§ **Text section**
The idea is, record once a day the stats info on each statistic in a given database, this can be done across servers (Prod, Test, Dev, etc) if you want to compare to see why something runs better on one server and not on another.

The first step is to create a holding table, if you have a DBA database to store maintenance stuff, put it there, but for this post I'll use master:

------------------------------------------------------
-- SETUP STORAGE TABLE TO STORE DAILY STATS DETAILS --
------------------------------------------------------
USE [master]
GO

/****** Object:  Table [dbo].[StatsHistory]  ******/
SET ANSI_NULLS ON
GO

SET QUOTED_IDENTIFIER ON
GO

SET ANSI_PADDING ON
GO

CREATE TABLE [dbo].[StatsHistory](
 [ServerName] [sysname] NULL,
 [DatabaseName] [sysname] NULL,
 [TableName] [sysname] NULL,
 [StatName] [sysname] NOT NULL,
 [Updated] [datetime] NULL,
 [TableRows] [int] NULL,
 [RowsSampled] [int] NULL,
 [PercentSampled] [float] NULL,
 [Steps] [int] NULL,
 [Density] [int] NULL,
 [AverageKeyLength] [int] NULL,
 [StringIndex] [varchar](3) NULL,
 [FilterExpression] [varchar](512) NULL,
 [UnfilteredRows] [int] NULL,
 [StatColumns] [varchar](500) NULL,
 [BatchRunID] [int] NULL,
 [CreateDate] [datetime] NULL
) ON [PRIMARY]
The next step is to create a function that will be used to concatenate the columns for the Stat into a list. Because of how sys.stats_columns works, you'll need to put this in every database you want to monitor

-----------------------------------------------------
-- NEEDS TO BE RUN FOR EVERY DB YOU ARE MONITORING --
--     THIS FUNCTION CREATES A LIST OF COLUMNS     --
--       INCLUDED IN THE PASSED IN STATISTIC       --
-----------------------------------------------------

USE []
GO

/****** Object:  UserDefinedFunction [dbo].[StatColumnIDToList]    Script Date: 12/19/2014 10:11:01 ******/
SET ANSI_NULLS ON
GO

SET QUOTED_IDENTIFIER ON
GO

-- =============================================
-- Author:  Eric Zierdt
-- Create date: 12/9/2014
-- Description: Converts the ColumnIDs to a List
-- USE: SELECT dbo.StatColumnIDToList(357576312,2)

§ **Stored data**
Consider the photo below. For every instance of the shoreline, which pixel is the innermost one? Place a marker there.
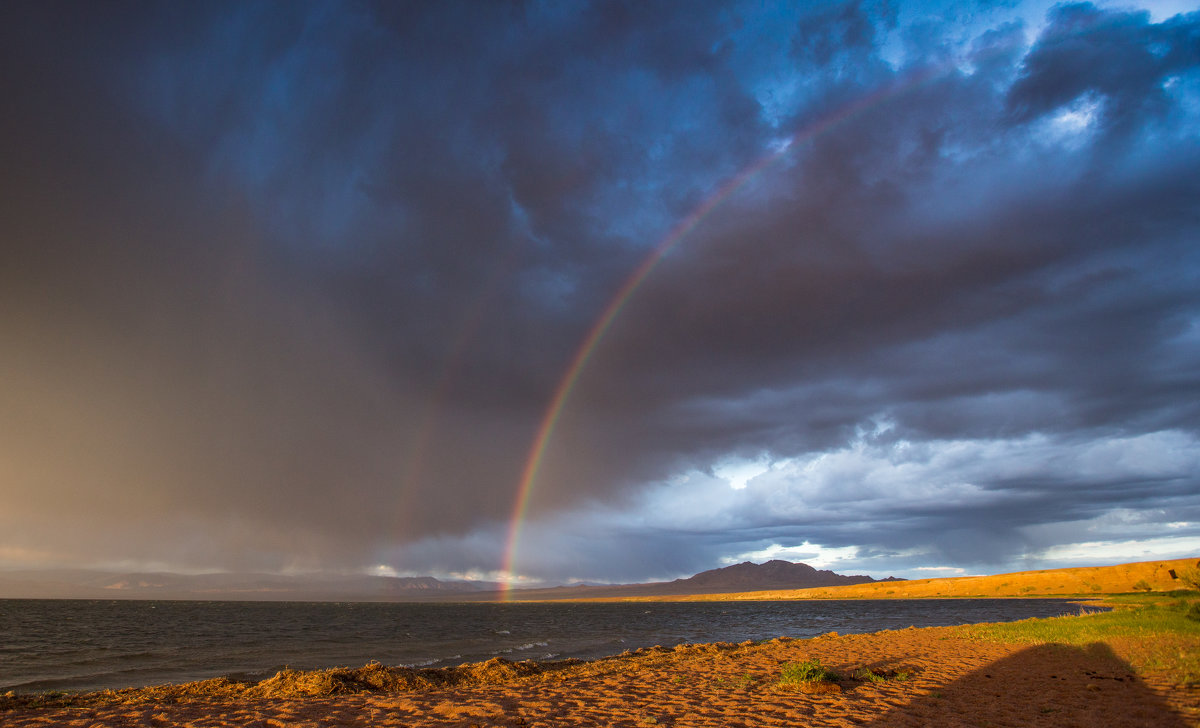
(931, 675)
* * *
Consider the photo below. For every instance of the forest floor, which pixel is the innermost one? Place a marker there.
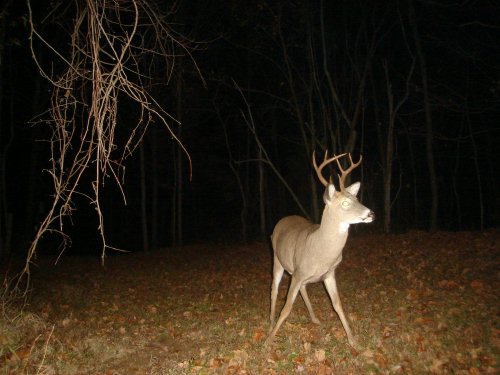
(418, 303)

§ **Requests**
A. Translate this sentence from the statistics-history text into Spanish: "The next step is to create a function that will be used to concatenate the columns for the Stat into a list."
B. According to the statistics-history text, why does the column-list function have to be created in every monitored database?

§ **The replies**
A. El siguiente paso es crear una función que se usará para concatenar las columnas de la estadística en una lista.

B. Because of how sys.stats_columns works.